### Document section

--*--

The Beauty of Soft Decision Trees
Introduction
Decision trees work by making hard choices at each node: if \(X_1 > 5\), go left; otherwise, go right. It’s clean, interpretable, and brittle. A point sitting right on the decision boundary gets treated exactly the same as one sitting far from it. Small perturbations in the data can flip a split condition and reorganize a large part of the tree.
Soft decision trees replace those binary splits with probability distributions. Instead of routing a data point exclusively to one branch, each node computes a probability of going left versus right. A point near the decision boundary goes roughly 50/50; one far from it gets routed with high confidence. The final prediction is a weighted combination of the leaf predictions, with the weights determined by the routing probabilities.
I find them genuinely interesting — not as a replacement for gradient-boosted trees in most practical settings, but as a design that takes uncertainty more seriously than the standard formulation does. The use of stochastic gradient descent for training also makes them a natural fit for incremental learning, which is the connection I want to explore here.
Uncertainty in Decision Making
Standard decision trees don’t have a notion of confidence at the level of individual splits. The split is either made or not. This can lead to overconfident predictions, particularly near decision boundaries, and it means the model provides no signal about how certain it is in any given region of the feature space.
Soft trees address this directly. Because each path through the tree carries a probability, the final prediction is naturally accompanied by a measure of confidence: a data point that flows through the tree with high probability at every node gets a high-confidence prediction; one that’s always split roughly 50/50 produces a more diffuse prediction. In applications where you need to know how sure the model is — medical diagnosis, financial risk assessment, anything where acting on a wrong high-confidence prediction is expensive — this matters.
Flexibility in Internal Nodes
One of the more interesting aspects of the soft decision tree formulation is that the routing probability at each node doesn’t have to come from a fixed functional form. You can use logistic regression, a small neural network, or any other model that produces a probability. This makes soft trees composable: they’re essentially a tree-shaped mixture model where the mixing weights are learned.

--*--

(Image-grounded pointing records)

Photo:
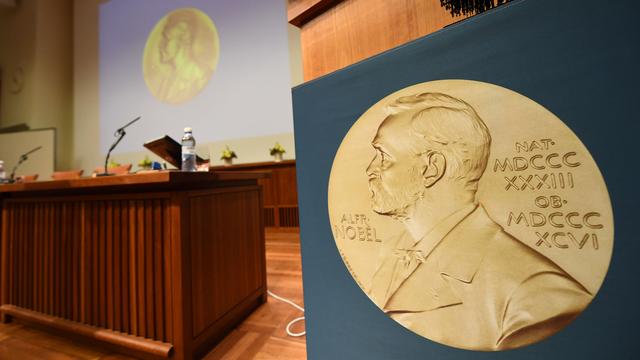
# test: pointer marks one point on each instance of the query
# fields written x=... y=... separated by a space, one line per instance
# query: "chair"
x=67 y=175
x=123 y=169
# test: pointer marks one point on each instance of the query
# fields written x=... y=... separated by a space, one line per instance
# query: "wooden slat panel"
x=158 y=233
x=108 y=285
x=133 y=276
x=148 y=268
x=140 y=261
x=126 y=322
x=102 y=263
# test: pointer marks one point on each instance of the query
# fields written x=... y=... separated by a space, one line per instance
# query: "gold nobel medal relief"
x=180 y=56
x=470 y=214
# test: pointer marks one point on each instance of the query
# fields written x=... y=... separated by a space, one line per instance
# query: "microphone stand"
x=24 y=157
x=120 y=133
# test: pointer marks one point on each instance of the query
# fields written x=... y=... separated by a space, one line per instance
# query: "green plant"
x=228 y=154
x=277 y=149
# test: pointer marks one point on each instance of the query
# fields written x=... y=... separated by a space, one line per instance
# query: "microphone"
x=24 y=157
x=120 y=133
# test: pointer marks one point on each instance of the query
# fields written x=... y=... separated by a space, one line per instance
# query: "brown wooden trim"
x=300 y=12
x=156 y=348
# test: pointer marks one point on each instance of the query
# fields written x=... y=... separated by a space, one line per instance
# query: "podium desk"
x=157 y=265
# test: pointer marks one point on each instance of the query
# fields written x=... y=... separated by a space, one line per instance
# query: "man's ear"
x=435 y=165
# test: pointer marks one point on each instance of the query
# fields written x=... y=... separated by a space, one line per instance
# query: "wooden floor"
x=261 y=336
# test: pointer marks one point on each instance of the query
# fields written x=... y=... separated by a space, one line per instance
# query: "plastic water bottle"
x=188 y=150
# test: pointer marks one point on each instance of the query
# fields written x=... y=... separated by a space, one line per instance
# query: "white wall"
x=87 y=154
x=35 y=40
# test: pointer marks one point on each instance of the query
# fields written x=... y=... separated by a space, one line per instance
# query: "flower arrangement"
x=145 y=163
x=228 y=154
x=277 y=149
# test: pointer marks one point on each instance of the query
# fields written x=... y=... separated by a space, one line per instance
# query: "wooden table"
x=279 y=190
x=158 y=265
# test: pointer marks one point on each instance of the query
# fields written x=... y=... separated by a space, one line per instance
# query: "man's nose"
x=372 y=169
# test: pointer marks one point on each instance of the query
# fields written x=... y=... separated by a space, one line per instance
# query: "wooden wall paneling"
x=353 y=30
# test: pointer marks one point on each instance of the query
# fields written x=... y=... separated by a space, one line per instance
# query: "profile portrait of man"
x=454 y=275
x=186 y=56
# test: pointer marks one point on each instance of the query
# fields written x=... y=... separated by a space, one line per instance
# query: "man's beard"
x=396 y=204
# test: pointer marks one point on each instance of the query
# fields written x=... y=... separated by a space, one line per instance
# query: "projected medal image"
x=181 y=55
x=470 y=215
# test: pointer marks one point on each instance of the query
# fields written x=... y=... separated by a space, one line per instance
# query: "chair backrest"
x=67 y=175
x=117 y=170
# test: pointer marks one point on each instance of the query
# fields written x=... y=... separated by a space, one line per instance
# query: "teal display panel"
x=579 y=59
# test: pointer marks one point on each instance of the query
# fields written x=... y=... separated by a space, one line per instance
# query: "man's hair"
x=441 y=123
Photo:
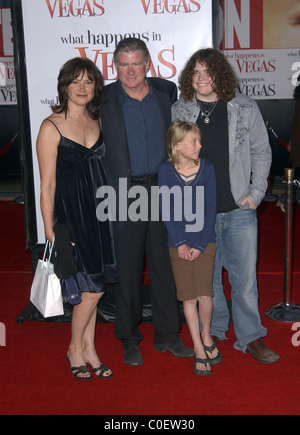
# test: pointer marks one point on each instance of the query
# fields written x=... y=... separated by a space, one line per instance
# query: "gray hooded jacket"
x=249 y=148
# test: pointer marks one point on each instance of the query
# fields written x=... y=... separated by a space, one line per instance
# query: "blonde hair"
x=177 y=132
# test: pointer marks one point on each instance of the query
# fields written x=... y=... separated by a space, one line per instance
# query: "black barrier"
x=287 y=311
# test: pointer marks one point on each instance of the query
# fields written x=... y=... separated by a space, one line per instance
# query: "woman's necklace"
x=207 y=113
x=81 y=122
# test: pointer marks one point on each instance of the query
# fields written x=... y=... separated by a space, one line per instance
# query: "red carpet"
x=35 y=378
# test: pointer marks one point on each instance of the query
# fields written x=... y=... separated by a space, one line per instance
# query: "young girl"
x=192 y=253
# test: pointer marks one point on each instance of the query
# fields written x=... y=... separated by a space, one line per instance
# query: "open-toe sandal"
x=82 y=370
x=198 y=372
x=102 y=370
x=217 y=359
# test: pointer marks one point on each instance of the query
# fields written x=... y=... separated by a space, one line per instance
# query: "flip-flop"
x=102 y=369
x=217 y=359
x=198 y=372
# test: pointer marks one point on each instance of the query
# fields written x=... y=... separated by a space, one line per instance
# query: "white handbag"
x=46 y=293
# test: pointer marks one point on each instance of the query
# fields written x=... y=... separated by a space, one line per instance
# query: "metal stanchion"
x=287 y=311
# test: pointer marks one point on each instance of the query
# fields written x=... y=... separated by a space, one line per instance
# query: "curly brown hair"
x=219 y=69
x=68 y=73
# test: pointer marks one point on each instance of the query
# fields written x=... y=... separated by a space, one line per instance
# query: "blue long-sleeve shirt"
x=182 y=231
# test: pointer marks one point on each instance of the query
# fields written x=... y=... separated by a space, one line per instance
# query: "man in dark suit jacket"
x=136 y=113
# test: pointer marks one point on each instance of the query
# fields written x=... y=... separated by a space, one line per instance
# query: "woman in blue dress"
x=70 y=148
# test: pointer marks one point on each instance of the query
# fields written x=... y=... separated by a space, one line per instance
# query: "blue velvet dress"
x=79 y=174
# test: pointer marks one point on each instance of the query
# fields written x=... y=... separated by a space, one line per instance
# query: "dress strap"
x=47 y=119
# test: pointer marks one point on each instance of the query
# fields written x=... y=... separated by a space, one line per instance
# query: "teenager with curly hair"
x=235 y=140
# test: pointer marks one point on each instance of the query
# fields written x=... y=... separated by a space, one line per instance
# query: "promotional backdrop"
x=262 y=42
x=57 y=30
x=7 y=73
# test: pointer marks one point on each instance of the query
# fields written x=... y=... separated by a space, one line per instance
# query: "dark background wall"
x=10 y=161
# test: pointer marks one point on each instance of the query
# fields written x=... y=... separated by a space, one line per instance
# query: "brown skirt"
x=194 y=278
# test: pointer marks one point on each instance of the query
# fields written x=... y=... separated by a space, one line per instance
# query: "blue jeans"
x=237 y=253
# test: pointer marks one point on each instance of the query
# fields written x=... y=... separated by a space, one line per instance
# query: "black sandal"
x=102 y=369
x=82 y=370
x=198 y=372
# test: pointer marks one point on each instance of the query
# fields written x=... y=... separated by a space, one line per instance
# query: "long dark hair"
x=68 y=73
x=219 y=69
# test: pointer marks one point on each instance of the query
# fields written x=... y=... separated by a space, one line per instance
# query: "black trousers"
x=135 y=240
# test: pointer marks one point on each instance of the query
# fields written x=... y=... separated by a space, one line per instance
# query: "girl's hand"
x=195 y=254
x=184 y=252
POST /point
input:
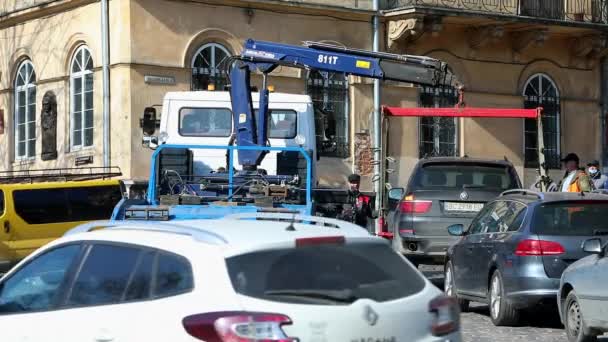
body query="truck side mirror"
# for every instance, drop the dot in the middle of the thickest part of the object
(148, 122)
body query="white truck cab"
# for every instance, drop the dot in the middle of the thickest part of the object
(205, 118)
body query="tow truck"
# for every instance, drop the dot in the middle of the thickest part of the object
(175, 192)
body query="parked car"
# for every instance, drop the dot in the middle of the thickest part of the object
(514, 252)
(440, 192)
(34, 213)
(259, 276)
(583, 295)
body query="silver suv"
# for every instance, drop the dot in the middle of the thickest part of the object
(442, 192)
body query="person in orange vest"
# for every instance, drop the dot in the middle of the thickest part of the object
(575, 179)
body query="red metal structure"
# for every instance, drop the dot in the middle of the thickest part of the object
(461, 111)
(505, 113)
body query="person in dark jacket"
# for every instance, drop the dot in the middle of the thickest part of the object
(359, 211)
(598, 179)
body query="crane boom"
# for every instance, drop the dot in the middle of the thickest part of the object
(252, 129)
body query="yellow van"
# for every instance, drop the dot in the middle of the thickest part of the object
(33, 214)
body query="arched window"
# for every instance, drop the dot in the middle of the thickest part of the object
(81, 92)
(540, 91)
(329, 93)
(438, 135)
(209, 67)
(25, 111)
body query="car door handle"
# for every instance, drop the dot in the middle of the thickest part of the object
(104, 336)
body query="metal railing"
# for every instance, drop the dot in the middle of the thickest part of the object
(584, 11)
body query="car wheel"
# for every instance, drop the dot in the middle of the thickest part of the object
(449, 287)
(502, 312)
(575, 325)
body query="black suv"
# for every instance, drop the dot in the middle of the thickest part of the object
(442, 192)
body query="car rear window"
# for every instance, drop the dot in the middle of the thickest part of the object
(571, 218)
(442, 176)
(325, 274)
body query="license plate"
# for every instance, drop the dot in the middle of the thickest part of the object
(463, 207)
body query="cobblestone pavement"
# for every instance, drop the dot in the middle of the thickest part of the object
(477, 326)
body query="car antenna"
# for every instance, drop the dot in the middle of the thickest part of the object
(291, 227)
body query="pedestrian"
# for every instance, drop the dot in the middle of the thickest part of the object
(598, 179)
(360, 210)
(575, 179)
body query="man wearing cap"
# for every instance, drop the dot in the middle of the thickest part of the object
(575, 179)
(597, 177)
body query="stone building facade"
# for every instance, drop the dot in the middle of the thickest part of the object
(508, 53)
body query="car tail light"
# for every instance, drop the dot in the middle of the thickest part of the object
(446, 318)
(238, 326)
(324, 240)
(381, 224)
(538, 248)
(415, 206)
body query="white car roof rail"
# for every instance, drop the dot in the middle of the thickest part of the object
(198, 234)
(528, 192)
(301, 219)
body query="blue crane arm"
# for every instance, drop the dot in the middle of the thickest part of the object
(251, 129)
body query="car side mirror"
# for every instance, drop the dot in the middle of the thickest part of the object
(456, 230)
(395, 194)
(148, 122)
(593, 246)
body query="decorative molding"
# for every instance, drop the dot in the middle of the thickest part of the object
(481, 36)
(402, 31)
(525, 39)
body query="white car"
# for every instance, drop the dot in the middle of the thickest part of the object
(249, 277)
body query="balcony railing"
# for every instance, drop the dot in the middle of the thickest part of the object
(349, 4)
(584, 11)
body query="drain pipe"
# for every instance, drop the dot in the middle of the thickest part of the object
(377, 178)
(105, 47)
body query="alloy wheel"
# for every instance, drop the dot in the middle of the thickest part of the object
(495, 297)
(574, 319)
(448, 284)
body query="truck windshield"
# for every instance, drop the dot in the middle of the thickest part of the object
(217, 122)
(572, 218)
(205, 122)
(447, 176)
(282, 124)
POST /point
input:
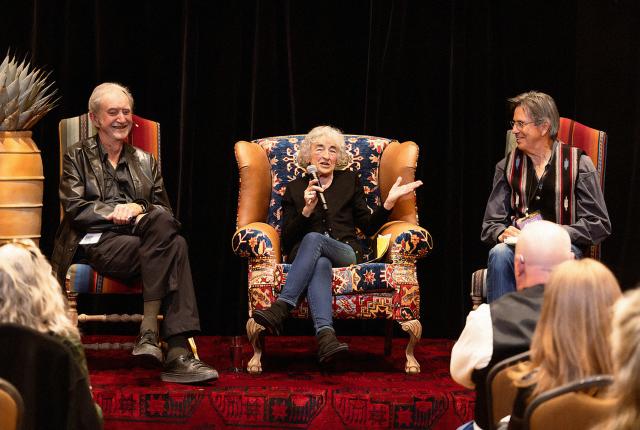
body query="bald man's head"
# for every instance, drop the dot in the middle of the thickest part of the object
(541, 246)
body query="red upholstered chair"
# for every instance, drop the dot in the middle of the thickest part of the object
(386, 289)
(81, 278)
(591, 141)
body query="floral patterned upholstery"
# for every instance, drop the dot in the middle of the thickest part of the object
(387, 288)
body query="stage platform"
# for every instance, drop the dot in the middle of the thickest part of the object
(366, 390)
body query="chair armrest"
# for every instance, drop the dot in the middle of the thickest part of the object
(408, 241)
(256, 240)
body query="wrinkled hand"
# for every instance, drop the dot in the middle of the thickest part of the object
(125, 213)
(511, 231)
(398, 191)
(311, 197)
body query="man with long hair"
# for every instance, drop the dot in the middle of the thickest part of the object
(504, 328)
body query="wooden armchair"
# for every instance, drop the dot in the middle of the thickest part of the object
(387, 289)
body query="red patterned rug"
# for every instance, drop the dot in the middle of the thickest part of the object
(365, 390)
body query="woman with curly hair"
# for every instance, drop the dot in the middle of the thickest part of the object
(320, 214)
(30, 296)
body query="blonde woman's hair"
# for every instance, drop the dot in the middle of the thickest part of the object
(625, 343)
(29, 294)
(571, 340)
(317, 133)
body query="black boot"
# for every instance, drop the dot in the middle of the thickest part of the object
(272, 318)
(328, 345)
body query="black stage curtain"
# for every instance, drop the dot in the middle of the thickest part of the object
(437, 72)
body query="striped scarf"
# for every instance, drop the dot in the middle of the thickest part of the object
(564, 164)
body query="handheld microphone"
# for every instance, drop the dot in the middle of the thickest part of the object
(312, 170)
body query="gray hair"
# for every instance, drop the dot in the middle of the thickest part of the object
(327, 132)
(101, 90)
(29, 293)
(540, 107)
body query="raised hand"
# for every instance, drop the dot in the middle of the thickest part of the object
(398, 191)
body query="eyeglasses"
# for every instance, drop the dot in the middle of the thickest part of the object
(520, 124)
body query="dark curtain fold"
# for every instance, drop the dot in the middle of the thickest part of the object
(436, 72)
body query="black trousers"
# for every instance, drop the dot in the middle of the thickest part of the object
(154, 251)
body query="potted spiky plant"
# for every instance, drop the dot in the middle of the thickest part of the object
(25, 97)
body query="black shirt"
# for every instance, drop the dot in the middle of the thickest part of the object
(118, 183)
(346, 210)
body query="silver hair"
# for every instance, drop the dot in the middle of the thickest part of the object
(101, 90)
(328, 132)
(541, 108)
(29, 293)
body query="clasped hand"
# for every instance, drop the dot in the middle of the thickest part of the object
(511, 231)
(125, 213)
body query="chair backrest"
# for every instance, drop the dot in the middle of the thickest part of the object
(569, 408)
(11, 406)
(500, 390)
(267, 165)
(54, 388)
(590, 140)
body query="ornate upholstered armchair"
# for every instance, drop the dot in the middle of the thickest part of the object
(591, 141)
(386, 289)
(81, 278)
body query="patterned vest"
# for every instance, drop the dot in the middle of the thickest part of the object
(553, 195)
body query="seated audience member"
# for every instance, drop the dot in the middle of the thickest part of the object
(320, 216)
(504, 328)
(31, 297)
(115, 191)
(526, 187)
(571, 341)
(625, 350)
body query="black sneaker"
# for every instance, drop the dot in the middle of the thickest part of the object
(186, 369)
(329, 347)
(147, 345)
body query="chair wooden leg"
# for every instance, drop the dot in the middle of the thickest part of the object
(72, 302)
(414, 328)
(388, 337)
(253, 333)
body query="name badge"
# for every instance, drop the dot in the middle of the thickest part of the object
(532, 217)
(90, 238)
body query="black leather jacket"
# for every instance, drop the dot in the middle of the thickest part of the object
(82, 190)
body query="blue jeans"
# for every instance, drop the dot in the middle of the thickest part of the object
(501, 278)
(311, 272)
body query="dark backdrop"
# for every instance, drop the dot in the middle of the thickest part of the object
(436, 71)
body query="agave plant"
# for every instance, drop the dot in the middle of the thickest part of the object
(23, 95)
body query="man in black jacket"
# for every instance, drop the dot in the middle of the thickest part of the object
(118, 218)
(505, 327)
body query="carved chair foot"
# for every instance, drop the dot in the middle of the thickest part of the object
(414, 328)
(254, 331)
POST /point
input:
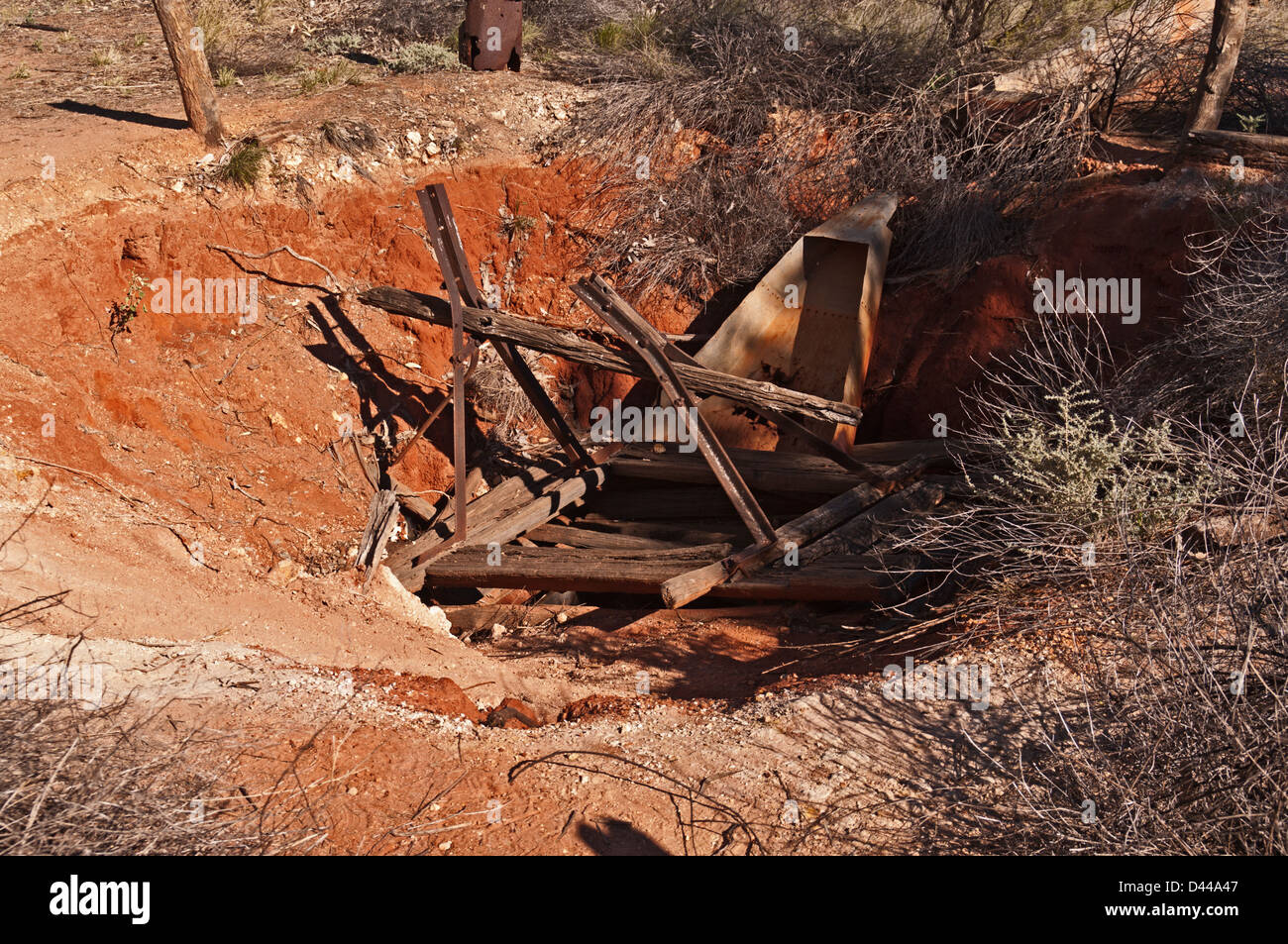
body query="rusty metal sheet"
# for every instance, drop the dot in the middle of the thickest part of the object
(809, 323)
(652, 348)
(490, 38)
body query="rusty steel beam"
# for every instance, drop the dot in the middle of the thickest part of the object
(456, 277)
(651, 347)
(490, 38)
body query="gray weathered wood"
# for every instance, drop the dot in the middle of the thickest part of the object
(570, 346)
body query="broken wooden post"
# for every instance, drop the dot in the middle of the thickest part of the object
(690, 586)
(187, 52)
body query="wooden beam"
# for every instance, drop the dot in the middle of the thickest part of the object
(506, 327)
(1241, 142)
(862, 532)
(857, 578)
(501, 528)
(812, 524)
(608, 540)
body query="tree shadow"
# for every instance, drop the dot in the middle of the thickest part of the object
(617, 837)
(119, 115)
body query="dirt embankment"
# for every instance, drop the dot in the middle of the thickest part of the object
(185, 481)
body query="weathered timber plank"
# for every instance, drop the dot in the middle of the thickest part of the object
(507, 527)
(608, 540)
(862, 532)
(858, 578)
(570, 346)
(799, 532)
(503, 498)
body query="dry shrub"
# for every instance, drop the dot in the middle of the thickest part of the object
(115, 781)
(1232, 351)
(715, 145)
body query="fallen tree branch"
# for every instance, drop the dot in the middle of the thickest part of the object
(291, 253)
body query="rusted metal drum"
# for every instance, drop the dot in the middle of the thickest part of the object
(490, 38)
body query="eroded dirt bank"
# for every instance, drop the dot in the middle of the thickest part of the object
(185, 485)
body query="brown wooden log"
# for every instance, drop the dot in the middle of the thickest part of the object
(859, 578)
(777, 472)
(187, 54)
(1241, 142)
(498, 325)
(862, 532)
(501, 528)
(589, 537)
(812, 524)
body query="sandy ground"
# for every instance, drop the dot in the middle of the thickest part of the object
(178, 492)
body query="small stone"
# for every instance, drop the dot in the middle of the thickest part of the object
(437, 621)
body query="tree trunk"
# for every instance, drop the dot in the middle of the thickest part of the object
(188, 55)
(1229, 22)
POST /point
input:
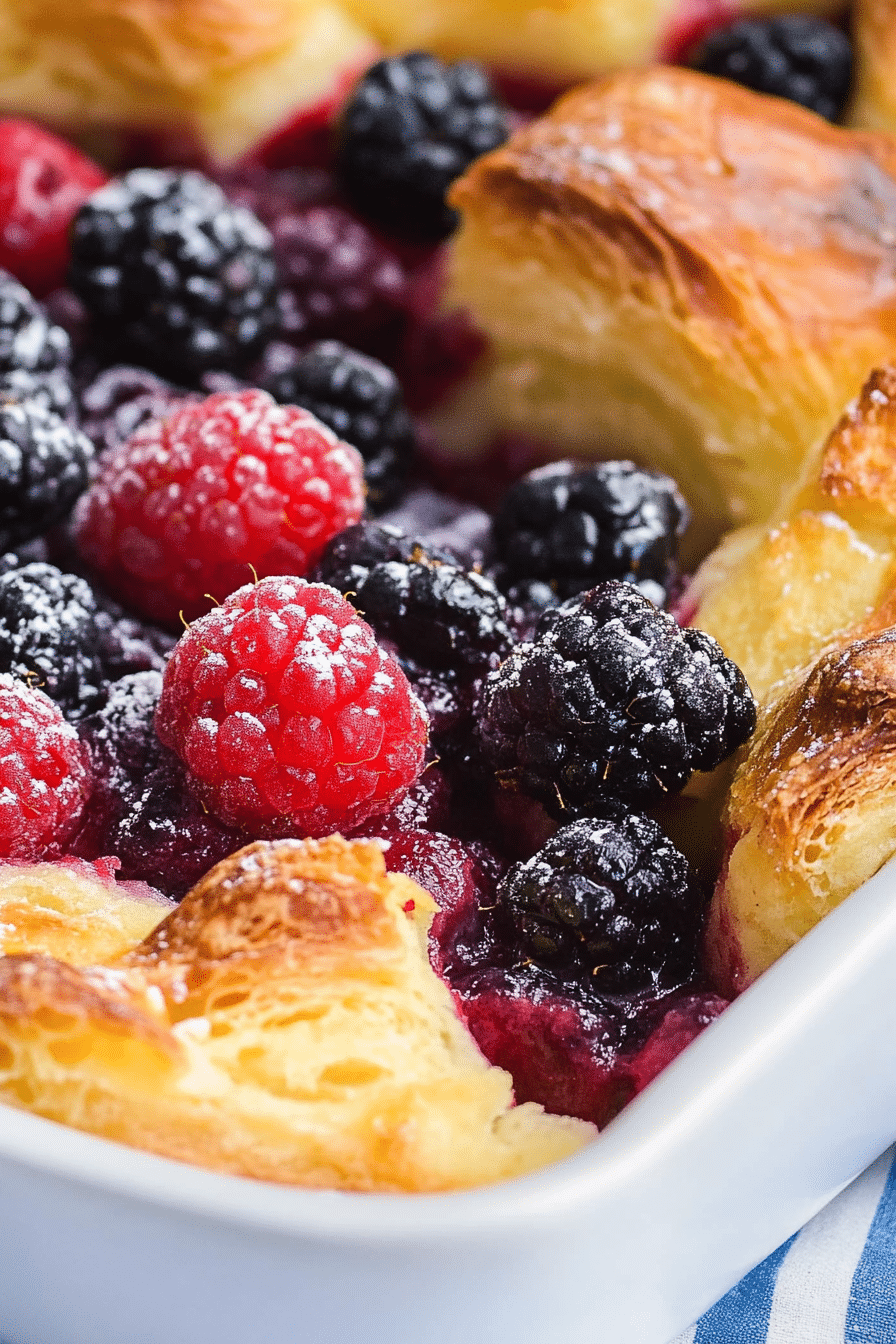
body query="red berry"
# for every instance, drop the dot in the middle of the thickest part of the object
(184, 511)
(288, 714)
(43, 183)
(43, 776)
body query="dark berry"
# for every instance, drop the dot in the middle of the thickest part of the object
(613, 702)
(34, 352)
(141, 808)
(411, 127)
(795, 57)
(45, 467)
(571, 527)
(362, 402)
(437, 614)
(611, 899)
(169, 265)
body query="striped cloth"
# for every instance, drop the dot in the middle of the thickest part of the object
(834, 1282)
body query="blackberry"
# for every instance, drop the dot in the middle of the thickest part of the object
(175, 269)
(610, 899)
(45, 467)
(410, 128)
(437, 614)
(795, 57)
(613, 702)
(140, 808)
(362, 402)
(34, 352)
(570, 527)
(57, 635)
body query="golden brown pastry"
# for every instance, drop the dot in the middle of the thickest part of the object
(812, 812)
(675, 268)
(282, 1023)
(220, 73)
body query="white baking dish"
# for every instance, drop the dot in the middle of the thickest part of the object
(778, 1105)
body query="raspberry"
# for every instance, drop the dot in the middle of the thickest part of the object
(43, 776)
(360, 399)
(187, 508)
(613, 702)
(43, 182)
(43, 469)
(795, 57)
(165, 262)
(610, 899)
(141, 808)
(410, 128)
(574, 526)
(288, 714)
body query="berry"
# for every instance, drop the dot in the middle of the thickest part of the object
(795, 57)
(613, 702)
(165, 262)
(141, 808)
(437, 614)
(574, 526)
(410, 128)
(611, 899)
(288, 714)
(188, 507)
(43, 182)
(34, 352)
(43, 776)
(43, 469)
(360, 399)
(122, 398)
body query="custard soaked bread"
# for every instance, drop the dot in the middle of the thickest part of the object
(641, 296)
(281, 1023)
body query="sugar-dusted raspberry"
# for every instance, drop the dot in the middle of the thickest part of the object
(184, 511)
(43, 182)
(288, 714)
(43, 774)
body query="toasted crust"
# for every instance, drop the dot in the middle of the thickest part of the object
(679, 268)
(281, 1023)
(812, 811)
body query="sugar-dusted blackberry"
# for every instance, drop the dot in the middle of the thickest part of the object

--*--

### Exercise instructions
**A)** Reproduce the part of the soft decision trees text that opens with the words containing "Uncertainty in Decision" and closes with "the feature space.".
**B)** Answer these questions from the soft decision trees text:
(i) How does a soft tree route a point near the decision boundary?
(ii) Which training method makes soft trees a natural fit for incremental learning?
(iii) What models can supply the routing probability at a node?
The records have no role in this work.

### Solutions by task
**A)**
Uncertainty in Decision Making
Standard decision trees don’t have a notion of confidence at the level of individual splits. The split is either made or not. This can lead to overconfident predictions, particularly near decision boundaries, and it means the model provides no signal about how certain it is in any given region of the feature space.

**B)**
(i) Roughly 50/50.
(ii) Stochastic gradient descent.
(iii) Logistic regression, a small neural network, or any other model that produces a probability.